[Region pointing data]
═══

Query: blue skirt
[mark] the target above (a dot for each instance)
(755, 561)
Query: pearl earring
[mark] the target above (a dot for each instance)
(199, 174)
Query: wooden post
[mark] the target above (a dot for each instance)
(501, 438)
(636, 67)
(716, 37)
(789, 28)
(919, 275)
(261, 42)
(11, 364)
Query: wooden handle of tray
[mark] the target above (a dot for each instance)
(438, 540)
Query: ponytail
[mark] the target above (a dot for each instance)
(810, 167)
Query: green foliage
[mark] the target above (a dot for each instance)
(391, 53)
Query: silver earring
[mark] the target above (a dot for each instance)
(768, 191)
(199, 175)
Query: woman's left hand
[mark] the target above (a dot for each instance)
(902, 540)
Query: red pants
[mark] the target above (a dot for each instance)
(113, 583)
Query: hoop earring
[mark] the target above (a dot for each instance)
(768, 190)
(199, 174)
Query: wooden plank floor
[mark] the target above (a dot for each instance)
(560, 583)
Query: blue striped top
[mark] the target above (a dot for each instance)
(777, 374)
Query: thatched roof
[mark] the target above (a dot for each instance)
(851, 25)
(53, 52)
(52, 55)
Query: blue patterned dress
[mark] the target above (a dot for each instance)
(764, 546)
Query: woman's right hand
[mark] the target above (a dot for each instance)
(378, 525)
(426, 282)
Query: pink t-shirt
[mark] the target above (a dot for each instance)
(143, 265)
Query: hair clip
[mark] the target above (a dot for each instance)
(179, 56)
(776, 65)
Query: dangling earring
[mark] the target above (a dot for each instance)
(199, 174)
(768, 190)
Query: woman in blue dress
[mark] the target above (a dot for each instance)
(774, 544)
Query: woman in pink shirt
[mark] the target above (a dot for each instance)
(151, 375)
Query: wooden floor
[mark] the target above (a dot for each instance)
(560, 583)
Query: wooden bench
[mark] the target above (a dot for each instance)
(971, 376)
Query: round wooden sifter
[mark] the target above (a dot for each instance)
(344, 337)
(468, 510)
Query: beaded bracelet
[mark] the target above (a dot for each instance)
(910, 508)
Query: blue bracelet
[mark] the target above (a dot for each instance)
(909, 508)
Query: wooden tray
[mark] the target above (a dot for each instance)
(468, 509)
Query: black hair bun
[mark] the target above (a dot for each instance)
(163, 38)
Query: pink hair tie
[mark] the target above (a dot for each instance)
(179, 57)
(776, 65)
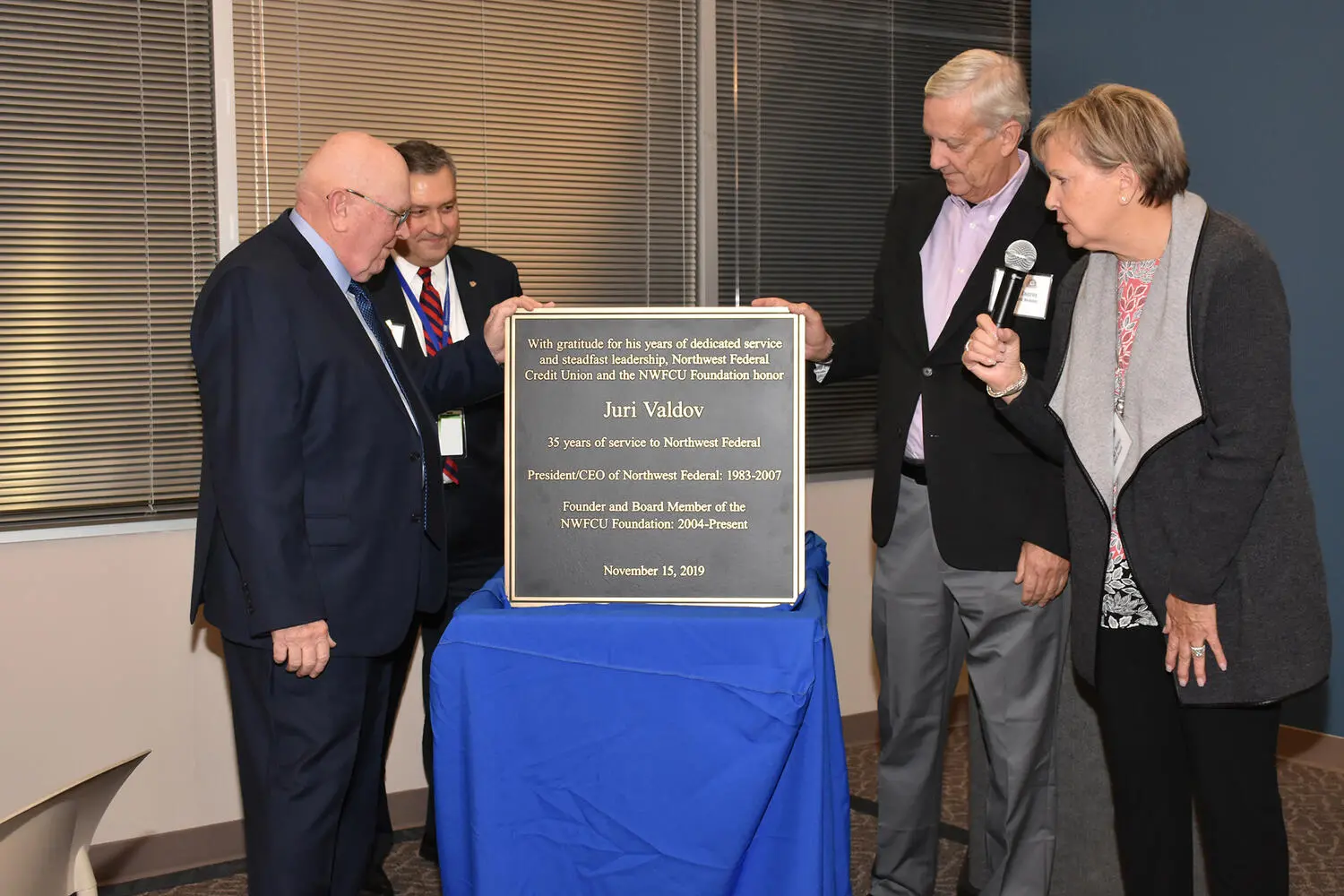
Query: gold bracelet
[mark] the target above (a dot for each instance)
(1012, 390)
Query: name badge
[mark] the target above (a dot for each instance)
(452, 435)
(1035, 297)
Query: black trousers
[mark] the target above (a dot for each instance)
(430, 630)
(309, 761)
(1161, 754)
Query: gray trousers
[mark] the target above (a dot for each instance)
(1013, 654)
(1086, 863)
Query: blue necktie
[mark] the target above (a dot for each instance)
(366, 312)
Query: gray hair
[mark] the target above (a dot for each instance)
(996, 83)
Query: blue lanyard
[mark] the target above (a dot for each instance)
(437, 344)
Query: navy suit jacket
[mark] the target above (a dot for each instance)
(312, 473)
(475, 509)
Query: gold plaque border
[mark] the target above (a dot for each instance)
(798, 429)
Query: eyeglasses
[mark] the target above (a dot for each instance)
(400, 215)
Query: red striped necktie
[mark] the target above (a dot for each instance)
(435, 335)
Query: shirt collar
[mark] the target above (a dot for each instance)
(410, 271)
(996, 203)
(323, 250)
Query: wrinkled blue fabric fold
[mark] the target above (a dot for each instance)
(652, 750)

═══

### About this exercise
Within the data above, repeat exactly the lines from the one bearing "Query: dangling earring" through the one bearing "Query: gold bracelet". Include no pictures and nothing else.

### Reply to the task
Query: dangling earring
[mark] the target above (a dot for each instance)
(199, 174)
(768, 190)
Query: woman in blue dress
[mark] the target above (a dot for each instance)
(774, 544)
Query: woman in pink shirt
[mark] the target above (a dot for each instance)
(151, 375)
Query: wooden floor
[mark] the target above (a dot for each instance)
(560, 583)
Query: wooden bench
[mark] the target above (a dot for each instance)
(971, 376)
Query: round wooden sifter
[mark] the target above (a dot for each instance)
(344, 337)
(468, 510)
Query: beaded bracelet
[mark] the target above (a dot for each instance)
(910, 508)
Query: blue bracelet
[mark] the target above (a dot for each instance)
(909, 508)
Query: wooden tray
[mark] the target above (a dot for each instance)
(468, 509)
Query: black hair bun
[mark] the target above (a dot for each instance)
(163, 38)
Query: pink hair tie
[mark] the target above (a dot for each instance)
(179, 57)
(776, 65)
Query: gold bracelet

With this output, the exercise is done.